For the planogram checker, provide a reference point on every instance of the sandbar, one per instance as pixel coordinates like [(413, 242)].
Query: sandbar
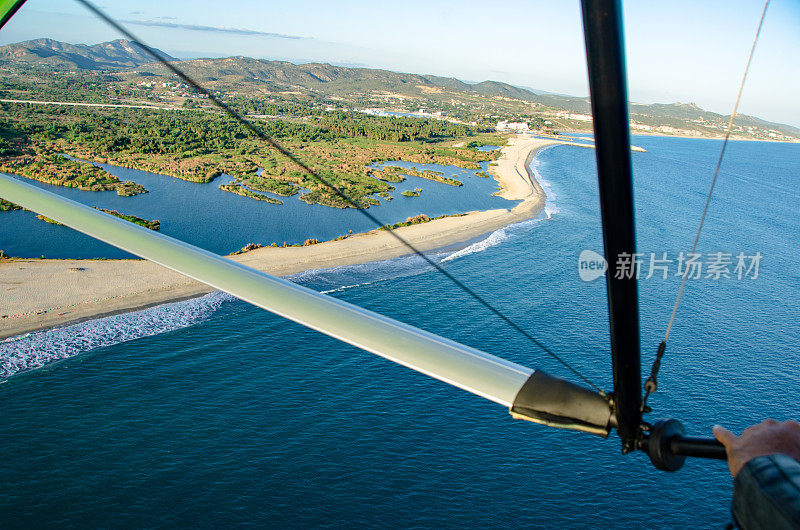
[(37, 294)]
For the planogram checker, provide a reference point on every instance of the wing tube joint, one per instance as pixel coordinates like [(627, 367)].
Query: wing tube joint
[(558, 403)]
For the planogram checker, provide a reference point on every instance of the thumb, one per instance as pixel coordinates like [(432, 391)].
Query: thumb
[(723, 435)]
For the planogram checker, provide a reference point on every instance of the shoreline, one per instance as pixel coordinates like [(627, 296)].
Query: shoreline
[(44, 294)]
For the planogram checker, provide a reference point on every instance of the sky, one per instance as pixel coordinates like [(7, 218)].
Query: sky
[(677, 51)]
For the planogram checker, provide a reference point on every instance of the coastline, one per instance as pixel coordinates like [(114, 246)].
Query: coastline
[(43, 294)]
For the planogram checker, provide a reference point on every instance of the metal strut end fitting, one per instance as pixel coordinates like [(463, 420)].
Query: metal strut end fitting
[(558, 403)]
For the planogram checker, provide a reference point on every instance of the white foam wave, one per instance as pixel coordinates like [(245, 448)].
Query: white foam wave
[(338, 279), (35, 350), (550, 207), (494, 239)]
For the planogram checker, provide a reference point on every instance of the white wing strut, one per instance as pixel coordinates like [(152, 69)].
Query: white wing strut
[(472, 370)]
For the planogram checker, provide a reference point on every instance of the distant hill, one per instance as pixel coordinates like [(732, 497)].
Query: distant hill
[(107, 55), (247, 74)]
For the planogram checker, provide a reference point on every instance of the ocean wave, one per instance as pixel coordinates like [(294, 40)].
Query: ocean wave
[(35, 350), (338, 279), (550, 206)]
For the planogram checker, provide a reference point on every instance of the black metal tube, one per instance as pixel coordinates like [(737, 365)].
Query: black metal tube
[(605, 53), (699, 447)]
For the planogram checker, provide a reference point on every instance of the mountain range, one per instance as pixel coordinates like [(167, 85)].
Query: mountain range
[(236, 73)]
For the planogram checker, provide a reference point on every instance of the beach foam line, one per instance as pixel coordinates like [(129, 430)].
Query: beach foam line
[(36, 350)]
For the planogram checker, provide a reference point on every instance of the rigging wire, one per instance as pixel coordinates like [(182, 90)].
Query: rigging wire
[(651, 384), (288, 154)]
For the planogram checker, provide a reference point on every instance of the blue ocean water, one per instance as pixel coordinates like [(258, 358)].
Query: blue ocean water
[(246, 419), (224, 222)]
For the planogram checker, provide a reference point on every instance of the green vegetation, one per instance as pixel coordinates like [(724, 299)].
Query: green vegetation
[(44, 166), (147, 223), (48, 220), (417, 219), (236, 187), (427, 174), (247, 248), (6, 206), (198, 146)]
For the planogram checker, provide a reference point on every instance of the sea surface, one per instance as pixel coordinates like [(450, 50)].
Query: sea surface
[(212, 413), (223, 222)]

----------

### [TASK DIRECTIONS]
Restate the material above exactly. Exclude all pictures.

### [FINAL ANSWER]
For the planogram checker, provide a reference point on every instance of the sandbar, one per instance as pixel coordinates like [(413, 242)].
Query: sandbar
[(37, 294)]
For the planogram checker, provide a reference point on every instance of the wing tube joint, one per instance as pixel coordinates like [(627, 367)].
Query: wing tube joint
[(558, 403)]
For the planogram checker, provide a reference point on every instance of the thumb, one per instance as pixel coordinates like [(432, 391)].
Query: thumb
[(723, 435)]
For the planogram checker, provide a reference point on every instance of the shoreline, one per instance as pixel coordinates like [(627, 296)].
Query: shoreline
[(44, 294)]
For the planogram checker, provide a reference point on every instance of the sky, one per instance as pixel coordinates like [(7, 218)].
Query: sky
[(677, 51)]
For the planogram checker, provide a reference point on every instance of the coastline, one per instance as pixel coordinates like [(114, 246)].
Query: coastline
[(43, 294)]
For the planogram checker, provide a reference point on every instance of the metal strut end fitting, one per instance as pixel coordinates like [(463, 420)].
Query: metal strut end fitting
[(558, 403)]
For the planogram checker, provide a reference point on every instance of the white foam wave, one per instance as pixel coordinates like [(245, 448)].
Query: white foam wave
[(338, 279), (35, 350), (550, 207), (494, 239)]
For the planogram checker, provide a reference point on every instance of the white wing strut, one per instance as pixel coordinates like [(152, 69)].
Query: white wing strut
[(472, 370)]
For the planogram checker, provide a reference point on every instance of the distant hill, one per instance as pixel coordinates like [(732, 497)].
Query: distant hill
[(107, 55), (247, 74)]
For the planogram checker, provide a reference point on every instance of the ocean wave, one per instance as pixel coordinates like [(294, 40)].
Query: ocean wave
[(35, 350), (338, 279), (550, 206)]
For the planogram checker, provide a reference point on every instance of the black metal tube, one per instance as pixel coordinates like [(737, 365)].
Query: black metal tube
[(605, 53), (699, 447)]
For the planogram checker, provide a reference point on every instance of the mountain range, one per instance as pixel coordinates like [(167, 85)].
Query: mountain range
[(236, 73)]
For the planogram checker, provide a reference point on every instance of the beach foam line, one per instance as pixel coordinates like [(129, 430)].
Query: beach foam line
[(36, 350)]
For the planogram checker, provide a reference point on every instance of the rigging wire, one per instance as pixel coordinates like [(182, 90)].
Query: rigging wire
[(651, 384), (288, 154)]
For the planogram checker, provide a reference point on every instance of the blue ocean water, one per instance as pixel coordinates like [(258, 358)].
Query: blue ocean water
[(246, 419), (224, 222)]
For the planogram checker, provide a reference point on every instance of the green vegetation, one per instance as pixel coordinates like [(724, 299)].
Query: green vegetation
[(44, 166), (147, 223), (48, 220), (417, 219), (236, 187), (427, 174), (247, 248), (6, 206), (198, 146)]
For the planogram checker, provide a reference point on every instance of the sea surface, one per instance as pixel coordinates like [(450, 50)].
Query: sea surface
[(212, 413), (223, 222)]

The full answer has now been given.